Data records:
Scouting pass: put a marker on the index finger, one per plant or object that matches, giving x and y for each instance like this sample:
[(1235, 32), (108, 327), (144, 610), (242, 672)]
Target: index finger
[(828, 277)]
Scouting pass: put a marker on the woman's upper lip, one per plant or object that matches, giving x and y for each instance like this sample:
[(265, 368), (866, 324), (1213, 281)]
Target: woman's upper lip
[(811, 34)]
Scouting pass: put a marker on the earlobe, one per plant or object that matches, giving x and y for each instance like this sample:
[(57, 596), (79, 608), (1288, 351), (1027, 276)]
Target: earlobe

» Directive
Reproduce every one of the records above word for word, keeping each line unchanged.

» Answer to this problem
Scouting pass: put a marker on the index finger, one per plant or object that matches, giving x and y for each instance like this sample:
[(1235, 32), (108, 327), (144, 610), (242, 672)]
Target: index finger
[(828, 277)]
Scouting pass: put a marker on the woman's upper lip, one per plant or object that matches, giving x and y for each instance like this sample:
[(265, 368), (866, 324), (1213, 281)]
Target: woman's upper lip
[(811, 34)]
Scouting pass: put a marker on the earlobe, one per plant or object that matches, giving x and y for each instance like this sample:
[(57, 596), (79, 608), (1288, 351), (1027, 276)]
Target: earlobe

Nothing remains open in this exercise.